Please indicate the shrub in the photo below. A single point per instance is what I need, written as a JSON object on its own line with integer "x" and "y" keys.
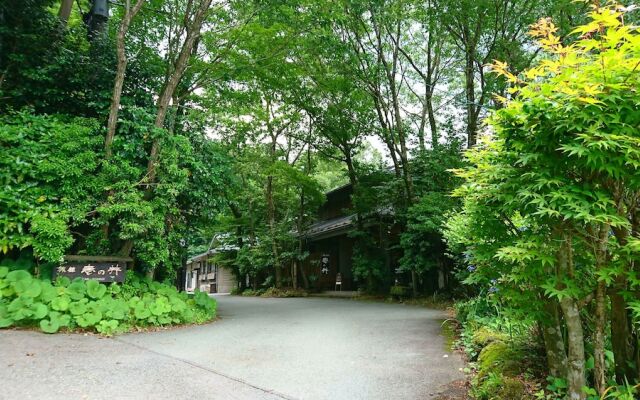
{"x": 89, "y": 305}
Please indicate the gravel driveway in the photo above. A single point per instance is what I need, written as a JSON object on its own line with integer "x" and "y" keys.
{"x": 305, "y": 348}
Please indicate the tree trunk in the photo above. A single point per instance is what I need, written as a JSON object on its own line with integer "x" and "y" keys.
{"x": 272, "y": 222}
{"x": 575, "y": 335}
{"x": 599, "y": 339}
{"x": 553, "y": 339}
{"x": 622, "y": 342}
{"x": 600, "y": 368}
{"x": 193, "y": 32}
{"x": 472, "y": 122}
{"x": 432, "y": 123}
{"x": 414, "y": 283}
{"x": 121, "y": 67}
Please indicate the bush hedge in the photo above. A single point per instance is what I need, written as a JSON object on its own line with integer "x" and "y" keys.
{"x": 26, "y": 301}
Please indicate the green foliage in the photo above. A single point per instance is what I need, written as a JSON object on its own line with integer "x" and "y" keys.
{"x": 548, "y": 211}
{"x": 138, "y": 303}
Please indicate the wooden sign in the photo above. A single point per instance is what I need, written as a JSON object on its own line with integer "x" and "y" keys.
{"x": 324, "y": 264}
{"x": 100, "y": 270}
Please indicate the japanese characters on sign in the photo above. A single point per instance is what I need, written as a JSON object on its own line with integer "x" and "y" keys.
{"x": 101, "y": 271}
{"x": 324, "y": 264}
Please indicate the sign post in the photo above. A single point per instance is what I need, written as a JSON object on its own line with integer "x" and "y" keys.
{"x": 100, "y": 268}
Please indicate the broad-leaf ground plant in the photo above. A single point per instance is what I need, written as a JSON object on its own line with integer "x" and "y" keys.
{"x": 26, "y": 302}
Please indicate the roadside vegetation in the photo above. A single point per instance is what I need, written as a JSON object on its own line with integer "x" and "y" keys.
{"x": 493, "y": 149}
{"x": 549, "y": 226}
{"x": 90, "y": 306}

◆ ASSIGNMENT
Your answer must be the lines from the one holding "Please indicate the japanese" to the end of the listing above, exactly as written and nothing else.

◆ ANSWER BOX
Please indicate the japanese characters on sign in the photo above. A single point per instance is what I need, written as a JSON object on its own line with integer "x" and "y" keys.
{"x": 101, "y": 271}
{"x": 324, "y": 264}
Please indicate the sign post in the photo above. A single point per instance is what I need, written as a JSON object on its own line with integer "x" and "y" keys.
{"x": 100, "y": 268}
Please indicate the broad-leaf ground plant in the photo above. A single point per instance is what I need, written as a JSON object on its own line with integer "x" and "y" keys.
{"x": 26, "y": 302}
Please indicate the roadside vegetation in the photo above. A single point per instance is what I need, written as a JSON object on its own line with integer "x" and "y" keys.
{"x": 493, "y": 149}
{"x": 549, "y": 226}
{"x": 90, "y": 306}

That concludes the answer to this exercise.